— Begin —

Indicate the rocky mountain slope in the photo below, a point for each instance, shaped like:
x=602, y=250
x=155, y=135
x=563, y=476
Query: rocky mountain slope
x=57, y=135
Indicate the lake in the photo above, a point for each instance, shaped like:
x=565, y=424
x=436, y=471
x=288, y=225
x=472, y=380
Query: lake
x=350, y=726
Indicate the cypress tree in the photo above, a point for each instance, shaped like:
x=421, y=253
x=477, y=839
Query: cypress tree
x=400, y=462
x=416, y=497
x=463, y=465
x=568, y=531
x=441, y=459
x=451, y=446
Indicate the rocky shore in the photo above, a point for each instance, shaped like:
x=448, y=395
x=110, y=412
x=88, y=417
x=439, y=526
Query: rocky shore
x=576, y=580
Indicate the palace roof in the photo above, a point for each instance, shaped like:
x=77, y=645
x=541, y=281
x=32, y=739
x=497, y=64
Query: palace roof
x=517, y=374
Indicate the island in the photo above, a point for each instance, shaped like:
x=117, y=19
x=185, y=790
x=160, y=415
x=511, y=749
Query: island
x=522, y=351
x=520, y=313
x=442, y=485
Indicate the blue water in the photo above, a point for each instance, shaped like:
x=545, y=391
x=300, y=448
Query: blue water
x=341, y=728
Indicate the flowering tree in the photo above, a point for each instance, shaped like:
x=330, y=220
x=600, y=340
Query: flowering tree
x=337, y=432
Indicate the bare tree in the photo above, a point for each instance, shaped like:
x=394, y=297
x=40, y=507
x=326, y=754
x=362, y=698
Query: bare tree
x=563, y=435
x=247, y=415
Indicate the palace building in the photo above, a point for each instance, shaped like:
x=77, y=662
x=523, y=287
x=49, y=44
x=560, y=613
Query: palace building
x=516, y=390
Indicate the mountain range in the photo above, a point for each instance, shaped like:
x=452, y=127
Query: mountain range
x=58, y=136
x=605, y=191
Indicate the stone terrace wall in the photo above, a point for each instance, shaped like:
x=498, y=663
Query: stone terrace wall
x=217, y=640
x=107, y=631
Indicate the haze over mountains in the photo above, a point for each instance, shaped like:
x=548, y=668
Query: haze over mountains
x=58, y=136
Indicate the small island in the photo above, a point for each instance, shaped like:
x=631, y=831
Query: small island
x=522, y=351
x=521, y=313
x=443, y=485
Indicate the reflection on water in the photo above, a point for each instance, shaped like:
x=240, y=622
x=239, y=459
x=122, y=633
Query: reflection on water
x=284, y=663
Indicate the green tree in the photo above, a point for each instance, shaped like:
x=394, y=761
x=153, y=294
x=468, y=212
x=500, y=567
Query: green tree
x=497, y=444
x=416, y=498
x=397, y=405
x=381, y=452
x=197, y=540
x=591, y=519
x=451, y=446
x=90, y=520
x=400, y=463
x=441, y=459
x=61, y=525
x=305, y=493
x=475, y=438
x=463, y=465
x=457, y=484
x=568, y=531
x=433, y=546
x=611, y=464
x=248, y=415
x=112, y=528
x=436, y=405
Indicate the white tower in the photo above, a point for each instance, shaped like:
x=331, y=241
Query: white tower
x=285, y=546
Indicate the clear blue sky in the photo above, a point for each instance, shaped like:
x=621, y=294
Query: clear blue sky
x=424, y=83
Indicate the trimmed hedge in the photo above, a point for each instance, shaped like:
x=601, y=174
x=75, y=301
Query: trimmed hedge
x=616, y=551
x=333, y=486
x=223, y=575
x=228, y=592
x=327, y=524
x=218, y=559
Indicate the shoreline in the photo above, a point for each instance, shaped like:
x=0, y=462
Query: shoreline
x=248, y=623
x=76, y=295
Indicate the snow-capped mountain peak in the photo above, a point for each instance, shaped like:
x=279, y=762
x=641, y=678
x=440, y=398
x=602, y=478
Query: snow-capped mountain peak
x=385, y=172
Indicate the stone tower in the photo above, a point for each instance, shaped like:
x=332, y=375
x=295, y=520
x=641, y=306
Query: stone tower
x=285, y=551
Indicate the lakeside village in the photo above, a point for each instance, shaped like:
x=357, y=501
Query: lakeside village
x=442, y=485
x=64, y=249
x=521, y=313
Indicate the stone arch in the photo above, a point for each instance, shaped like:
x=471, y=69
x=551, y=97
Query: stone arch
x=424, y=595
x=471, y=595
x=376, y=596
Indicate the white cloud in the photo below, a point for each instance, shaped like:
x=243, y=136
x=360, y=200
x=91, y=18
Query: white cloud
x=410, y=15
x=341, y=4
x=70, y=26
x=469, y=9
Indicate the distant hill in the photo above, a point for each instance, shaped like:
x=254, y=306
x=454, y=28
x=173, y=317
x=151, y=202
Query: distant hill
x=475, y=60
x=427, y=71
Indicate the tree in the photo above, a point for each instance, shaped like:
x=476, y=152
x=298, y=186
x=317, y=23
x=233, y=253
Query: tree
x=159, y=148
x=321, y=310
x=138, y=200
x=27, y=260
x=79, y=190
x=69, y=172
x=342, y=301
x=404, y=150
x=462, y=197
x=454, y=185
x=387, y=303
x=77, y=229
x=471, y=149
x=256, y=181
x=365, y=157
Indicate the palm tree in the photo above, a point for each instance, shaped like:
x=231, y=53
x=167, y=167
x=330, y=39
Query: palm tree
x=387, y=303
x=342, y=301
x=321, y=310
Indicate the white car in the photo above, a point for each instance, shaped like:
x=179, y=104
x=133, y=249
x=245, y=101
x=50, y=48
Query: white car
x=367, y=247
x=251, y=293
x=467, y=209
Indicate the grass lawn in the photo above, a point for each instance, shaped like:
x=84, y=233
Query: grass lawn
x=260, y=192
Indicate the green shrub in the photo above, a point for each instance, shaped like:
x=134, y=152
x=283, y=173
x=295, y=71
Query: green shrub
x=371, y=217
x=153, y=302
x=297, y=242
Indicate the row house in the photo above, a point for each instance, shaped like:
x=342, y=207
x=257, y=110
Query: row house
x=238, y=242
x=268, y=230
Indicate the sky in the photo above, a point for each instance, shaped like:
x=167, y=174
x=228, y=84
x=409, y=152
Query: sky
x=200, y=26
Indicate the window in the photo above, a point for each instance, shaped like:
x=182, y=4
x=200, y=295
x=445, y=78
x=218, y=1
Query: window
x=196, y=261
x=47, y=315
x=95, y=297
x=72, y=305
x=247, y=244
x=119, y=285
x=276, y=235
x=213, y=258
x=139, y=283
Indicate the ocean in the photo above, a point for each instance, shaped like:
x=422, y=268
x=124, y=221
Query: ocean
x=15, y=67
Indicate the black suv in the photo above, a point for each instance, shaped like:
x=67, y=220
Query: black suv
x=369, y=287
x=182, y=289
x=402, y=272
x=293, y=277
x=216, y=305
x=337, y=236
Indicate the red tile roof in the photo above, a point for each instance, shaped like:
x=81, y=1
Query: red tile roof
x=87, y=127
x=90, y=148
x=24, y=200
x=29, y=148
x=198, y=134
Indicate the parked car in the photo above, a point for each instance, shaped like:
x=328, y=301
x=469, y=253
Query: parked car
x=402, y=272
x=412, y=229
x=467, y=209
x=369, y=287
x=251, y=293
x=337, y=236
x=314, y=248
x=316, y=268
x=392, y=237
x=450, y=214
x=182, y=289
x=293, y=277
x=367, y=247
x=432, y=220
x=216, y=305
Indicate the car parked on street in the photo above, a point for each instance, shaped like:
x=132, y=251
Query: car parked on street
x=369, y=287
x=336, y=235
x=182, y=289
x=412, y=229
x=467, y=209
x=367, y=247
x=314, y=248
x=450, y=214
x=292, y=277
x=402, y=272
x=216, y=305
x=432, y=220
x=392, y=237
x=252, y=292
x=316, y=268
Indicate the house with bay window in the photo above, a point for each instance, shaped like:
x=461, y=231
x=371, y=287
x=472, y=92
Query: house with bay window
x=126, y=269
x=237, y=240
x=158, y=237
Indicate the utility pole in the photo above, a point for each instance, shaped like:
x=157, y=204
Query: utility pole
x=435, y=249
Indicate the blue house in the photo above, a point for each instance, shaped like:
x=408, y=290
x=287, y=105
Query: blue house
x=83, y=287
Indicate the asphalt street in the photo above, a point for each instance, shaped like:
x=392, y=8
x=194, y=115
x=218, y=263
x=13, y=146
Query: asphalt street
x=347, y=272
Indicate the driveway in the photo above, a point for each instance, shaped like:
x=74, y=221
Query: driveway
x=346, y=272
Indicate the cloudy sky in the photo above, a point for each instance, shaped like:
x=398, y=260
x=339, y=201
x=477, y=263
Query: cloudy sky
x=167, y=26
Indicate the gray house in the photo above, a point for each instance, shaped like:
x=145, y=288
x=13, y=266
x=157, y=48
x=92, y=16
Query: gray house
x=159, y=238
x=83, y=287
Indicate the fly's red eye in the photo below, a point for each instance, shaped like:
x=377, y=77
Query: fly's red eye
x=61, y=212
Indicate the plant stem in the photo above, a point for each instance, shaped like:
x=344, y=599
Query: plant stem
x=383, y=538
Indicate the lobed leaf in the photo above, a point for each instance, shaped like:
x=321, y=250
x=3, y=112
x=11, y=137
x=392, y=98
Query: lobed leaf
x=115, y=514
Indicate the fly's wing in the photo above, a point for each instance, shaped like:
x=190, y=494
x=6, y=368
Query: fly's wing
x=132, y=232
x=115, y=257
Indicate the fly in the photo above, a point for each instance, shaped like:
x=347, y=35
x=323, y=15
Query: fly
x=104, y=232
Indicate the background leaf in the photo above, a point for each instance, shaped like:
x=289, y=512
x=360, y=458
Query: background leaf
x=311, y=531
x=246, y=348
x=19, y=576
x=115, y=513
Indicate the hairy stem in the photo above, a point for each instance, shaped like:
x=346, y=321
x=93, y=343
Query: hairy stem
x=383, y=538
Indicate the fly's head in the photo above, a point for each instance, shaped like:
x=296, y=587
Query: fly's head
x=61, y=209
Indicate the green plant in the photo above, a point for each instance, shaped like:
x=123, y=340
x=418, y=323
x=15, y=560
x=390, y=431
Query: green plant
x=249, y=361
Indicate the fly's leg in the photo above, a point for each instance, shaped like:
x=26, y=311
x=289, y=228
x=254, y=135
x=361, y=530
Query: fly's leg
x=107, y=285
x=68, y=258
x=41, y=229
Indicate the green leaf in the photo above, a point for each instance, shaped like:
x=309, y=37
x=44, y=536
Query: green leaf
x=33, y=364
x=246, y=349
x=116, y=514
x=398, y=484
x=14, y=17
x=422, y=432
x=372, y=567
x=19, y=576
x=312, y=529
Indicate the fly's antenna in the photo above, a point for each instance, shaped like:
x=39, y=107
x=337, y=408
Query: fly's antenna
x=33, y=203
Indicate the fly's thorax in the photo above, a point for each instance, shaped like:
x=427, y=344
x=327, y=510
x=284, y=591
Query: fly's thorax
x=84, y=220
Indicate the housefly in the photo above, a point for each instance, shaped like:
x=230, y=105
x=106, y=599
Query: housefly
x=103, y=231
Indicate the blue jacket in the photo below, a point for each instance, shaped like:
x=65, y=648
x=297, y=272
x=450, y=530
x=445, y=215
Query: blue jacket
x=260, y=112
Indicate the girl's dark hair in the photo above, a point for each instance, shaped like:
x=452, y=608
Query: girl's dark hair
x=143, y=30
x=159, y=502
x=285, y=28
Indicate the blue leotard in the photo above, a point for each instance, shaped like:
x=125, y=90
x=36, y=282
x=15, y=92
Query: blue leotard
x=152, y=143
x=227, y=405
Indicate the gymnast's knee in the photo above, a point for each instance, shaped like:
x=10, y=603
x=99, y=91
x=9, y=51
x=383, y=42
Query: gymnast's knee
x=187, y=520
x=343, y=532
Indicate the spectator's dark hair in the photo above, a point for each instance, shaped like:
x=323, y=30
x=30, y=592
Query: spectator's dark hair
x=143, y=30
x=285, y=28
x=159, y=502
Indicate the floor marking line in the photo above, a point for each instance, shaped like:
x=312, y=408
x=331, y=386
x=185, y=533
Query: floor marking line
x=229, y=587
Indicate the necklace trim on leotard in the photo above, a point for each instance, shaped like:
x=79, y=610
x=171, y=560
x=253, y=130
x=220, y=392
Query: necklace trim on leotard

— End —

Short task — Put the lines above, from the line with "Indicate the green leaf" through the last line, into a Markdown table with the columns Row and Line, numbering the rows and leaving out any blank lines.

Written response —
| Row | Line |
|---|---|
| 1 | Indicate the green leaf in the photo above, a point for each instance, shaped like: |
| 2 | x=309, y=37 |
| 3 | x=44, y=536 |
| 4 | Query: green leaf |
| 5 | x=33, y=364 |
| 6 | x=246, y=349 |
| 7 | x=116, y=514 |
| 8 | x=398, y=484 |
| 9 | x=14, y=17 |
| 10 | x=422, y=432 |
| 11 | x=372, y=567 |
| 12 | x=19, y=576 |
| 13 | x=312, y=529 |
| 14 | Indicate the fly's antenna in the photo above, a point for each instance, shaped like: |
| 15 | x=39, y=107 |
| 16 | x=337, y=408 |
| 17 | Query: fly's antenna |
| 18 | x=33, y=203 |
| 19 | Indicate the fly's thorax in the photo above, a point for each instance, shaped like: |
| 20 | x=427, y=344 |
| 21 | x=327, y=510 |
| 22 | x=284, y=591 |
| 23 | Query: fly's thorax |
| 24 | x=84, y=220 |
| 25 | Indicate the housefly in the photo above, a point for each instance, shaped like: |
| 26 | x=230, y=105 |
| 27 | x=106, y=599 |
| 28 | Query: housefly |
| 29 | x=103, y=231 |
| 30 | Indicate the blue jacket in the photo below, a point for each instance, shaped like: |
| 31 | x=65, y=648 |
| 32 | x=297, y=272 |
| 33 | x=450, y=530 |
| 34 | x=445, y=215 |
| 35 | Query: blue jacket |
| 36 | x=260, y=112 |
| 37 | Indicate the girl's dark hair in the photo above, a point for each instance, shaped like: |
| 38 | x=452, y=608 |
| 39 | Query: girl's dark hair |
| 40 | x=143, y=30 |
| 41 | x=159, y=502 |
| 42 | x=285, y=28 |
| 43 | Indicate the blue leotard in the photo above, a point for each instance, shaped like: |
| 44 | x=125, y=90 |
| 45 | x=36, y=282 |
| 46 | x=15, y=92 |
| 47 | Query: blue leotard |
| 48 | x=152, y=143 |
| 49 | x=227, y=405 |
| 50 | Indicate the gymnast's knee in the photo above, a point for each instance, shaped like: |
| 51 | x=10, y=603 |
| 52 | x=99, y=91 |
| 53 | x=9, y=51 |
| 54 | x=383, y=42 |
| 55 | Query: gymnast's knee |
| 56 | x=187, y=520 |
| 57 | x=343, y=532 |
| 58 | Indicate the spectator's dark hair in the photo above, a point for each instance, shaped like: |
| 59 | x=323, y=30 |
| 60 | x=30, y=592 |
| 61 | Query: spectator's dark hair |
| 62 | x=143, y=30 |
| 63 | x=285, y=28 |
| 64 | x=159, y=502 |
| 65 | Indicate the floor marking line in the photo above, a point for each instance, shaped like: |
| 66 | x=312, y=408 |
| 67 | x=331, y=386 |
| 68 | x=185, y=533 |
| 69 | Query: floor marking line |
| 70 | x=229, y=587 |
| 71 | Indicate the necklace trim on leotard in the photo above, a point for each instance, shaped like: |
| 72 | x=79, y=610 |
| 73 | x=171, y=560 |
| 74 | x=253, y=130 |
| 75 | x=220, y=392 |
| 76 | Query: necklace trim on leotard |